**Exercise:**
Report, copied in full, every line of the items below that contains the string "User". Matching is case-sensitive.

[START]

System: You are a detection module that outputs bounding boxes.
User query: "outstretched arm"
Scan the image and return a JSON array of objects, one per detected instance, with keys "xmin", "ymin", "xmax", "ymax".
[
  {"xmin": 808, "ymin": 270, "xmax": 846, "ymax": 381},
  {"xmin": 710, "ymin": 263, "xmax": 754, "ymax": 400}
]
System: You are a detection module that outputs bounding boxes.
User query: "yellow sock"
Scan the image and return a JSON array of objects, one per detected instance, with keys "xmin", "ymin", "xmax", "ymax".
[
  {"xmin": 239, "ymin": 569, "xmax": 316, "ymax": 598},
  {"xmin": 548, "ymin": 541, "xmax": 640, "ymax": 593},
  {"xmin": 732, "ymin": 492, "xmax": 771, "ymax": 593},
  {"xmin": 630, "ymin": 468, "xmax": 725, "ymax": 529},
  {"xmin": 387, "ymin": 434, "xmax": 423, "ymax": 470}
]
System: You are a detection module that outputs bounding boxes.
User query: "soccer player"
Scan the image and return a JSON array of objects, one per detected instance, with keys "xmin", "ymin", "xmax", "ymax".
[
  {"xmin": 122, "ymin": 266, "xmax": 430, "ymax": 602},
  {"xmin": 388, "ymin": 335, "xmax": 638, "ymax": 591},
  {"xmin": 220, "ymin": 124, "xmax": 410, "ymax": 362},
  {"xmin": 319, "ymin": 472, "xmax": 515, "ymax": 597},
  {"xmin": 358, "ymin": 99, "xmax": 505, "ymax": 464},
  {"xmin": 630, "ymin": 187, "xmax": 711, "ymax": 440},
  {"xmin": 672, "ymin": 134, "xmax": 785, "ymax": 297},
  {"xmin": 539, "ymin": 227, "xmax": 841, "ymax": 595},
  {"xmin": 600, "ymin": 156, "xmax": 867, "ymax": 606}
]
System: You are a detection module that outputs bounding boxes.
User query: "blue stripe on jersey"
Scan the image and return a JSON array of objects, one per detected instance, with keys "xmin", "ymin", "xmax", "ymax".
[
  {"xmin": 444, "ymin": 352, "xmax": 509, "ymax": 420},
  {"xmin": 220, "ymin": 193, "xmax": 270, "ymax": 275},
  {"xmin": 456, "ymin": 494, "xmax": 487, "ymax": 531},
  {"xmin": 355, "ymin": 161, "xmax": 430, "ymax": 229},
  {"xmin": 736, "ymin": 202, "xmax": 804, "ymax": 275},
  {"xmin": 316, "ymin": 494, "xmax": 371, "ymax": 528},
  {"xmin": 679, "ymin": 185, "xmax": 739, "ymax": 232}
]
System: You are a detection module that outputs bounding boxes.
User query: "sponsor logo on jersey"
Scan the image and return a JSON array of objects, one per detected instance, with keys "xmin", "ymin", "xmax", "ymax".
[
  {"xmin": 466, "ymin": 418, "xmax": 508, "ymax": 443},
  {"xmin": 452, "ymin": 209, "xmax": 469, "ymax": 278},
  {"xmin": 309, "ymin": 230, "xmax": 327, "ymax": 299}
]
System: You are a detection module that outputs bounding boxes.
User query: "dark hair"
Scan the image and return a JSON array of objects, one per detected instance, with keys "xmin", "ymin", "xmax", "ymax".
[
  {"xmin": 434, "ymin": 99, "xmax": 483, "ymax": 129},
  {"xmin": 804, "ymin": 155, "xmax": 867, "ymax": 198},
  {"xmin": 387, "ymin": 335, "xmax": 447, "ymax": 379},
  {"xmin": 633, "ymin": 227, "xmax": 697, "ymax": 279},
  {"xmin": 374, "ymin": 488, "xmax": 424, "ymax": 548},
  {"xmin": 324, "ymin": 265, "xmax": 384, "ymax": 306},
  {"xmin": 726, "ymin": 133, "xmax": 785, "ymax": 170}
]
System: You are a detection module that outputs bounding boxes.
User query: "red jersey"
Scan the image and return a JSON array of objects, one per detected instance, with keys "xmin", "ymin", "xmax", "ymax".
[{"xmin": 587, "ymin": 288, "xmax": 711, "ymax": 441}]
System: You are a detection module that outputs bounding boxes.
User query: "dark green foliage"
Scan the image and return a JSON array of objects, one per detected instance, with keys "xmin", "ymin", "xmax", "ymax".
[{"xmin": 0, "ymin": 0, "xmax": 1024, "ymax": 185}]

[END]

**Answer:**
User query: "outstretched arm"
User query: "yellow sock"
User query: "soccer player"
User query: "blue stripe on jersey"
User query: "sponsor logo on jersey"
User query: "dark hair"
User query: "red jersey"
User query: "dark green foliage"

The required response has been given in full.